Which lines in the entries below contain the string "long"? Show each of them in full.

(Coordinate annotation entries)
※ ※ ※

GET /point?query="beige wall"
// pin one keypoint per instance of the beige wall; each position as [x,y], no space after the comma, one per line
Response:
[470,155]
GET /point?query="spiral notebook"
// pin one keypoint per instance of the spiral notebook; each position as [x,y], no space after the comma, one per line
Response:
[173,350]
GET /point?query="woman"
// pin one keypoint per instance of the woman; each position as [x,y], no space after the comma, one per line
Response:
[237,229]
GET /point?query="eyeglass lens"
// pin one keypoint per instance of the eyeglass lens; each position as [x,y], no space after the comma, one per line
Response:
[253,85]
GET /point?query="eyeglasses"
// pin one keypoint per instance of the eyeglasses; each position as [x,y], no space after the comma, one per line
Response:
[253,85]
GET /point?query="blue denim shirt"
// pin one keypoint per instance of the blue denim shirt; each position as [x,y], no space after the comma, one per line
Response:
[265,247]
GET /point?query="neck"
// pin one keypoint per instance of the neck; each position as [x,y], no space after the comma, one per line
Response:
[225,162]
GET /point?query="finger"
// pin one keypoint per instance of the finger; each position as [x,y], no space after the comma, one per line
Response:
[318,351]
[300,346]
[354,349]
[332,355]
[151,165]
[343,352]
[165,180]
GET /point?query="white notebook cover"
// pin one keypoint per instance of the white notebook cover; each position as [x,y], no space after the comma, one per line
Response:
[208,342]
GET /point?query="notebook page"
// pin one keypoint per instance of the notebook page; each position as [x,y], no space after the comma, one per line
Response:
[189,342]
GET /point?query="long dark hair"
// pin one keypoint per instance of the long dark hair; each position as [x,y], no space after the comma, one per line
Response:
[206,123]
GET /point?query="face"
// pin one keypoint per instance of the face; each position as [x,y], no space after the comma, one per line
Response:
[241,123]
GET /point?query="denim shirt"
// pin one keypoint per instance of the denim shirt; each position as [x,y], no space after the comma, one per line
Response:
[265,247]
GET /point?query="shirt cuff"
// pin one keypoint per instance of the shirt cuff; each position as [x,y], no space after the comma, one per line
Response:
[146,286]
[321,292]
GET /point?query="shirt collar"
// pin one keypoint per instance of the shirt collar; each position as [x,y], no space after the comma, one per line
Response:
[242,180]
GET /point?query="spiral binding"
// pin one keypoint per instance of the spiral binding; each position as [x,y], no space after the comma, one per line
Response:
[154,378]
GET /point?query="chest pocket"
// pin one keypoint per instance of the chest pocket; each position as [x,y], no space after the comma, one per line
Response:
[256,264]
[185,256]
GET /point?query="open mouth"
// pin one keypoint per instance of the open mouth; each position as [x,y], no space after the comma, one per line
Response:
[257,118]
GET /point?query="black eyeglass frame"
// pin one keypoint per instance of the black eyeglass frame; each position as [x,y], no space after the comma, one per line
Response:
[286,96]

※ ※ ※

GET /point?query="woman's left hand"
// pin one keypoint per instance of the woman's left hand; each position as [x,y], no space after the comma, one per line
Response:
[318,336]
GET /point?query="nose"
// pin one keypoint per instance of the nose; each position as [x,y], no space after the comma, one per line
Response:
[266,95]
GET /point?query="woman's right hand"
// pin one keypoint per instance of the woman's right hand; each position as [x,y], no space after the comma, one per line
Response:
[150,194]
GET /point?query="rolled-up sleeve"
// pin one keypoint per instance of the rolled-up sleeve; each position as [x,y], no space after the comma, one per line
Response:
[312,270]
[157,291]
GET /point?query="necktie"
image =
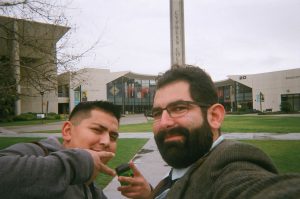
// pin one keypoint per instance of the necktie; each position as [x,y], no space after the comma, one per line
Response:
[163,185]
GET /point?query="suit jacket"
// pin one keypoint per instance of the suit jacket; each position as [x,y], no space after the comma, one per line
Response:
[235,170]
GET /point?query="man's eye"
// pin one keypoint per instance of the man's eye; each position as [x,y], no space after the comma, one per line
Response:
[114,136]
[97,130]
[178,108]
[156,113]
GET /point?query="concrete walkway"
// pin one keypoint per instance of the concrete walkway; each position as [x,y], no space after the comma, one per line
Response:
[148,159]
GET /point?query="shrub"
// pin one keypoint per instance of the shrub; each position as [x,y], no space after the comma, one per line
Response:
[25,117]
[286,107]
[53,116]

※ ※ ※

§ **RESPONSE TO THIS EXERCISE**
GET /point?query="long dark hair"
// pin one keypoint per instance of the long dark hair; each position as [x,y], no space after the comma, one per line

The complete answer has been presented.